Give back an exact copy of the lines below, from the first through the line with "Every instance of the black leather material"; please stop there.

● ● ●

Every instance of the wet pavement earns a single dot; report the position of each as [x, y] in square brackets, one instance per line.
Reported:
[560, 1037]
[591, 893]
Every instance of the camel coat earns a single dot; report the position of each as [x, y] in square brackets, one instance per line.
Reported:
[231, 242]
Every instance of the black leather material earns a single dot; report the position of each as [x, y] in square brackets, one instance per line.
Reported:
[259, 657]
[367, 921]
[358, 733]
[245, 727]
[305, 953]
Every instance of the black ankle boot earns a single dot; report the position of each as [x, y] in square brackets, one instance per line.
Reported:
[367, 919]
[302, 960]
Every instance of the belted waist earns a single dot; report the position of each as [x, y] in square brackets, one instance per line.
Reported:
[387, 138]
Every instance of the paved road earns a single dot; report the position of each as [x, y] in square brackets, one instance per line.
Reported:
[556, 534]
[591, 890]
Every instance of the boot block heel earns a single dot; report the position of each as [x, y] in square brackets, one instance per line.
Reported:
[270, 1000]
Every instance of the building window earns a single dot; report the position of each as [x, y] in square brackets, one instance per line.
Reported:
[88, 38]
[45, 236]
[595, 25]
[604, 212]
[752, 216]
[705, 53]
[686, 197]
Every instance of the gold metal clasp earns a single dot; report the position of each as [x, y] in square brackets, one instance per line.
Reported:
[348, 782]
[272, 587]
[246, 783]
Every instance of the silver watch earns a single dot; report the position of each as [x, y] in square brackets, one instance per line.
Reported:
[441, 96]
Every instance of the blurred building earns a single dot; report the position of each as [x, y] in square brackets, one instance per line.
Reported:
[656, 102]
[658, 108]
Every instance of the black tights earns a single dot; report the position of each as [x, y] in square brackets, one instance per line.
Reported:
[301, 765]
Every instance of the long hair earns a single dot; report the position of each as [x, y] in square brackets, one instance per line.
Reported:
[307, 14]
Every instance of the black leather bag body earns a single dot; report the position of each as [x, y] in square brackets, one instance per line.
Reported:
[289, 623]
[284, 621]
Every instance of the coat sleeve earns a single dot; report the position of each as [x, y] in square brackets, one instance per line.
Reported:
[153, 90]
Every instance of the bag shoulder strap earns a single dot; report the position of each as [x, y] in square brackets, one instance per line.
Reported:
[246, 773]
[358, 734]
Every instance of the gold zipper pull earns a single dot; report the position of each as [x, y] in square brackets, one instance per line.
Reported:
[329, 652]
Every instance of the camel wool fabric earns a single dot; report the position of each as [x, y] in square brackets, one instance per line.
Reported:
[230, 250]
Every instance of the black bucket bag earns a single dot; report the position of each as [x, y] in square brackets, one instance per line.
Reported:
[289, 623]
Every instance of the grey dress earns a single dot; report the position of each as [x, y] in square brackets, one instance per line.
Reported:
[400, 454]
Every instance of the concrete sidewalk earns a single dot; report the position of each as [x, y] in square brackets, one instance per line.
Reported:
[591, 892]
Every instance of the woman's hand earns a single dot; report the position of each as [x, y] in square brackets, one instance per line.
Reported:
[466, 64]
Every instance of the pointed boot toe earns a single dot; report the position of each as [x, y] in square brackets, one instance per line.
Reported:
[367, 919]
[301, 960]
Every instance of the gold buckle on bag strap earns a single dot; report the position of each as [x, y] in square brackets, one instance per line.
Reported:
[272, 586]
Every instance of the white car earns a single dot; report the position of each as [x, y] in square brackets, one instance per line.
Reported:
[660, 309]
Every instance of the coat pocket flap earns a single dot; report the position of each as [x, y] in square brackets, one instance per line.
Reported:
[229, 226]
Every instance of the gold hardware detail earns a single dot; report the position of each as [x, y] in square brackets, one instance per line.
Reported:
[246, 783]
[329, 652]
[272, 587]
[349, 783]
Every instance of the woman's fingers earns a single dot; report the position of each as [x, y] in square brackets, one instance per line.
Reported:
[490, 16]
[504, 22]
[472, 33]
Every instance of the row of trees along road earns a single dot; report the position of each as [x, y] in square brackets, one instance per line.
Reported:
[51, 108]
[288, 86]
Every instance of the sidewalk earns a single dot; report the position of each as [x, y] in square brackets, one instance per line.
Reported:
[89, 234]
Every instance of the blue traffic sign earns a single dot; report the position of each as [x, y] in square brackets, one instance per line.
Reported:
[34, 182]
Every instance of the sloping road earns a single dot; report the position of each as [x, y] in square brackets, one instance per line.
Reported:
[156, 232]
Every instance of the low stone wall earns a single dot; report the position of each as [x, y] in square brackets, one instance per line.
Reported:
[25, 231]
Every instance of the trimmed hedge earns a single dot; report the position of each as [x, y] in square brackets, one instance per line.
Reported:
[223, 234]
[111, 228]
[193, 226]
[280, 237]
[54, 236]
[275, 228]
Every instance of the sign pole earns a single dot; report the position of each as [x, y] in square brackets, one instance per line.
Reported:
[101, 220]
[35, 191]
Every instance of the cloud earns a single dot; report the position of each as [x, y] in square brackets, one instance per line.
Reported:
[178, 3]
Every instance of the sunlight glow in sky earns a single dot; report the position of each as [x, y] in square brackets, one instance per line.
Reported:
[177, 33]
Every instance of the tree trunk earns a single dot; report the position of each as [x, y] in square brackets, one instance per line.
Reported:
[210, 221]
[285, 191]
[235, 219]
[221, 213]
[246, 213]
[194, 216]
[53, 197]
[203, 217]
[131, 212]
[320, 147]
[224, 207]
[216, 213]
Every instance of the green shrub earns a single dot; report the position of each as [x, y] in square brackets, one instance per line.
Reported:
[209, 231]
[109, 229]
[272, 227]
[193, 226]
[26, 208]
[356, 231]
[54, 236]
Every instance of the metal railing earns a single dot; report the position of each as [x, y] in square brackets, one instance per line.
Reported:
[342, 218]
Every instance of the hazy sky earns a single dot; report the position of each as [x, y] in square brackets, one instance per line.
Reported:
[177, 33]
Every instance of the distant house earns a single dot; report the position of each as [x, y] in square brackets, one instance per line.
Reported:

● ● ●

TASK RESULT:
Every instance of the wet pavement earns a single dot; report the position of each as [x, y] in square brackets, one instance per line.
Reported:
[560, 1037]
[591, 893]
Every instance of the camel coat earns a single dot; report the position of each as [x, y] in square brackets, one instance per line.
Reported:
[231, 242]
Every instance of the black leather material earns a single dot; report the position of each as [x, y] in square brackets, one instance per line.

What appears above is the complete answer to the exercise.